• [Task item]: With the pictures left out, print exactly the lines below that run from the one containing "positive clicks: (147, 225)" through the one containing "272L159 274L156 265L151".

• [Data section]:
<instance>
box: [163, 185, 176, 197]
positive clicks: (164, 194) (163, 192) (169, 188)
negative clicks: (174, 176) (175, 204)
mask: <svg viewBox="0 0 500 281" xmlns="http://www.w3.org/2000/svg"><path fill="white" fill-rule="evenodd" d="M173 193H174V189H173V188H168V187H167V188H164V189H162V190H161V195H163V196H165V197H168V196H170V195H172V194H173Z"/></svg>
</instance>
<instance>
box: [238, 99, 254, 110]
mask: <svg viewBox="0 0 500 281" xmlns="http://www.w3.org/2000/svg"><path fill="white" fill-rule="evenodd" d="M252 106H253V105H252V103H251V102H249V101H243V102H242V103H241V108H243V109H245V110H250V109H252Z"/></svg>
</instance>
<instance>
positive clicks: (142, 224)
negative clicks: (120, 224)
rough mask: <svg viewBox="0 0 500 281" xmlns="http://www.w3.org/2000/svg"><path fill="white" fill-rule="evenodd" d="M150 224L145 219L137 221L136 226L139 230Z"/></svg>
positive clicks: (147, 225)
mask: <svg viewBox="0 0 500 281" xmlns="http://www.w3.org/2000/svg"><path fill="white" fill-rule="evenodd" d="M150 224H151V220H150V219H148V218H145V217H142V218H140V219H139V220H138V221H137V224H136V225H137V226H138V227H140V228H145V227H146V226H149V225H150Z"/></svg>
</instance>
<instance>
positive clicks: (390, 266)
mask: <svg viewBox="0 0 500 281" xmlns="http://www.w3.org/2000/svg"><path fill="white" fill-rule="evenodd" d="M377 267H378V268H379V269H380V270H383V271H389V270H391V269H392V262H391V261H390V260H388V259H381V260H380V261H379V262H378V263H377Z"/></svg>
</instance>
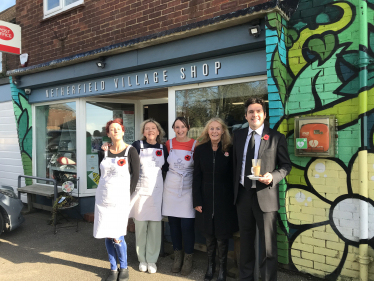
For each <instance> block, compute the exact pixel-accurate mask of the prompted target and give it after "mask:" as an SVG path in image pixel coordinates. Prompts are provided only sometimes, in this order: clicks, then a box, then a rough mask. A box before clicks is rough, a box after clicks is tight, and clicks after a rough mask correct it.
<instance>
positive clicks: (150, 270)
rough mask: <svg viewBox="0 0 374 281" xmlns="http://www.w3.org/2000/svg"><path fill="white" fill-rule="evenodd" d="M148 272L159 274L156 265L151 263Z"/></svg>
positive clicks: (152, 263) (150, 263)
mask: <svg viewBox="0 0 374 281" xmlns="http://www.w3.org/2000/svg"><path fill="white" fill-rule="evenodd" d="M148 272H149V273H156V272H157V266H156V264H155V263H149V264H148Z"/></svg>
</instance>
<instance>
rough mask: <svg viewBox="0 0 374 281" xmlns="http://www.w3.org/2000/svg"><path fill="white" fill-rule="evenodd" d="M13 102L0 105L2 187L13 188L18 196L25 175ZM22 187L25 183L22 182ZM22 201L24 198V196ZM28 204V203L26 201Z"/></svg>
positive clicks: (0, 157) (22, 199) (0, 167)
mask: <svg viewBox="0 0 374 281" xmlns="http://www.w3.org/2000/svg"><path fill="white" fill-rule="evenodd" d="M23 174H24V172H23V166H22V160H21V152H20V148H19V143H18V134H17V125H16V119H15V117H14V111H13V102H12V101H7V102H1V103H0V185H7V186H12V187H13V188H14V191H15V192H16V194H17V185H18V182H17V180H18V176H19V175H23ZM22 185H25V181H24V180H22ZM22 201H24V198H23V196H22ZM24 202H26V201H24Z"/></svg>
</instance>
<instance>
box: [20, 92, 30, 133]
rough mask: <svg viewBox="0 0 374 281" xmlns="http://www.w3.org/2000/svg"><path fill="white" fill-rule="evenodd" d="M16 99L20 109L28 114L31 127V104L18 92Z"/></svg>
mask: <svg viewBox="0 0 374 281" xmlns="http://www.w3.org/2000/svg"><path fill="white" fill-rule="evenodd" d="M18 99H19V101H20V103H21V106H22V109H23V110H24V111H26V112H27V115H28V116H29V127H31V124H32V121H31V120H32V119H31V105H30V104H29V101H28V100H27V99H26V98H25V97H24V96H23V95H21V94H18Z"/></svg>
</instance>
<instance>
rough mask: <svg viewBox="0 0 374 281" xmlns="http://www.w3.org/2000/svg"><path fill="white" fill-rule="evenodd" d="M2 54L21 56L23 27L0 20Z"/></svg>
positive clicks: (0, 35) (0, 37)
mask: <svg viewBox="0 0 374 281" xmlns="http://www.w3.org/2000/svg"><path fill="white" fill-rule="evenodd" d="M0 52H4V53H9V54H16V55H20V54H21V27H20V26H19V25H16V24H13V23H9V22H6V21H1V20H0Z"/></svg>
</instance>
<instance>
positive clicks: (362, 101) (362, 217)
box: [357, 0, 371, 281]
mask: <svg viewBox="0 0 374 281" xmlns="http://www.w3.org/2000/svg"><path fill="white" fill-rule="evenodd" d="M359 3H360V4H359V7H358V10H357V13H358V20H359V25H358V26H359V32H360V38H359V62H358V66H359V68H360V70H359V71H360V72H359V79H360V84H359V88H360V94H359V96H358V103H359V105H358V114H359V115H358V116H359V120H358V121H359V125H360V128H361V134H360V135H361V140H360V147H359V152H358V178H359V179H360V181H359V194H360V195H361V196H362V197H363V198H369V191H368V168H367V163H368V160H367V159H368V151H367V140H368V132H367V116H366V112H367V101H368V92H367V81H368V65H369V58H368V55H367V48H368V21H367V3H366V1H365V0H361V1H360V2H359ZM359 208H360V210H359V213H360V246H359V256H358V262H359V264H360V280H361V281H368V280H369V263H370V260H371V258H370V257H369V246H368V240H369V210H368V202H366V201H363V200H360V205H359Z"/></svg>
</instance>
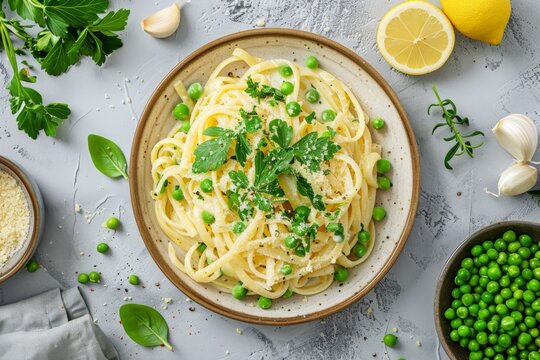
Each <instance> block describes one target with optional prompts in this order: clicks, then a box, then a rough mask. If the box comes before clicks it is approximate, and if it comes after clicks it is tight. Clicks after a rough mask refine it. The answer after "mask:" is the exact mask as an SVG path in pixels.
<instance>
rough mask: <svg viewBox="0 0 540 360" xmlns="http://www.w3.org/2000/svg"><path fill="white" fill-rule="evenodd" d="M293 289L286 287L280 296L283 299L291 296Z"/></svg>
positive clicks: (285, 298)
mask: <svg viewBox="0 0 540 360" xmlns="http://www.w3.org/2000/svg"><path fill="white" fill-rule="evenodd" d="M293 294H294V293H293V291H292V290H291V288H287V290H286V291H285V292H284V293H283V295H282V296H281V297H282V298H284V299H288V298H290V297H291V296H293Z"/></svg>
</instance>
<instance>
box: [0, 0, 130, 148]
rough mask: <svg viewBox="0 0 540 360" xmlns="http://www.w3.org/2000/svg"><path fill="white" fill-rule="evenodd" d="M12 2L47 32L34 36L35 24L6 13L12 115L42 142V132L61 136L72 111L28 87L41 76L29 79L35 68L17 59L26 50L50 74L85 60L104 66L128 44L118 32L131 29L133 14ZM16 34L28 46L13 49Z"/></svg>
mask: <svg viewBox="0 0 540 360" xmlns="http://www.w3.org/2000/svg"><path fill="white" fill-rule="evenodd" d="M0 3H1V1H0ZM8 3H9V7H10V9H11V10H13V11H14V12H16V13H17V14H18V15H19V16H20V17H21V18H23V19H26V20H30V21H32V22H34V23H35V24H36V25H38V26H39V27H40V28H41V29H38V30H37V31H36V33H37V35H33V34H32V35H31V34H29V33H28V32H27V31H26V29H27V28H29V27H32V25H26V24H22V23H21V22H20V21H19V20H18V19H9V18H8V17H7V16H6V14H5V13H4V12H3V11H2V10H0V35H1V38H2V39H1V41H2V42H1V44H0V45H2V46H0V48H3V49H5V51H6V55H7V58H8V60H9V63H10V65H11V68H12V69H13V78H12V80H11V81H10V82H9V84H8V90H9V94H10V96H11V98H10V107H11V112H12V113H13V114H14V115H17V123H18V126H19V129H20V130H22V131H24V132H26V133H27V134H28V135H29V136H30V137H31V138H33V139H35V138H37V136H38V135H39V133H40V132H41V131H42V130H43V132H44V133H45V134H46V135H48V136H55V135H56V133H57V131H56V129H57V127H58V126H59V125H60V124H61V123H62V122H63V121H64V120H65V119H67V117H68V116H69V115H70V113H71V111H70V110H69V107H68V105H67V104H62V103H52V104H48V105H45V104H43V99H42V96H41V94H39V93H38V92H37V91H36V90H33V89H32V88H29V87H27V86H24V85H23V83H24V82H30V83H34V82H36V77H35V76H30V75H29V69H30V68H31V66H30V65H28V63H27V62H26V61H22V63H23V64H24V65H26V66H27V68H23V69H21V70H20V71H19V67H18V63H17V59H16V55H25V54H26V51H25V50H29V51H30V53H31V54H32V56H33V57H34V58H35V59H36V60H37V61H38V62H39V63H40V64H41V68H42V69H43V70H45V72H47V73H48V74H50V75H60V74H62V73H64V72H66V71H67V70H68V69H69V68H70V66H71V65H74V64H75V63H77V62H78V61H79V60H80V58H81V57H83V56H89V57H92V59H93V60H94V61H95V62H96V64H98V65H102V64H103V63H104V62H105V57H106V55H109V54H111V53H112V52H113V51H114V50H116V49H118V48H119V47H121V46H122V41H121V40H120V38H119V37H118V35H117V34H116V33H115V32H117V31H121V30H123V29H124V28H125V26H126V22H127V18H128V15H129V10H126V9H120V10H118V11H111V12H109V13H108V14H106V15H105V16H104V17H103V18H99V15H100V14H102V13H104V12H105V11H106V9H107V7H108V6H109V1H108V0H9V1H8ZM12 36H13V37H14V38H18V39H20V40H22V43H23V48H21V49H18V48H15V47H14V46H13V41H12Z"/></svg>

• [Exercise result]:
positive clicks: (147, 225)
mask: <svg viewBox="0 0 500 281" xmlns="http://www.w3.org/2000/svg"><path fill="white" fill-rule="evenodd" d="M150 224H151V220H150V219H148V218H145V217H142V218H140V219H139V220H138V221H137V224H136V225H137V226H138V227H140V228H145V227H146V226H149V225H150Z"/></svg>
</instance>
<instance>
positive clicks: (390, 266)
mask: <svg viewBox="0 0 500 281" xmlns="http://www.w3.org/2000/svg"><path fill="white" fill-rule="evenodd" d="M377 267H378V268H379V269H380V270H383V271H389V270H391V269H392V262H391V261H390V260H388V259H381V260H380V261H379V262H378V263H377Z"/></svg>
</instance>
For each <instance> block, compute the exact pixel-accurate mask of the prompted target and give it after "mask:" as an SVG path in image pixel coordinates. Prompts are provided only sometimes, in this order: clicks, then a box, then a rough mask. A box before clicks is rough, a box after clicks is tight, and clicks after a rough mask correct it.
<instance>
positive clicks: (150, 270)
rough mask: <svg viewBox="0 0 374 281" xmlns="http://www.w3.org/2000/svg"><path fill="white" fill-rule="evenodd" d="M148 272L159 274L156 265L151 263Z"/></svg>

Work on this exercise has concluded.